>> Begin Record extracts

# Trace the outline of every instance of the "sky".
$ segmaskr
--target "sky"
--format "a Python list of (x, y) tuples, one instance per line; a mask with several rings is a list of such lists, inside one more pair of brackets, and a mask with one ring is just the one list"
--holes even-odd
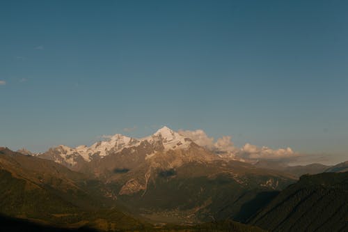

>> End Record extracts

- _Given request_:
Switch each "sky" in the listing to "ocean" and write out the lines again with nothing else altered, leaving out the picture.

- _Response to the task_:
# Trace the outline of every instance of the "ocean".
$ segmaskr
--target "ocean"
--format "a Python list of (x, y) tuples, one instance per line; a mask with several rings is a list of such lists, inside one more pair of brackets, and a mask with one ring is just the one list"
--holes even-odd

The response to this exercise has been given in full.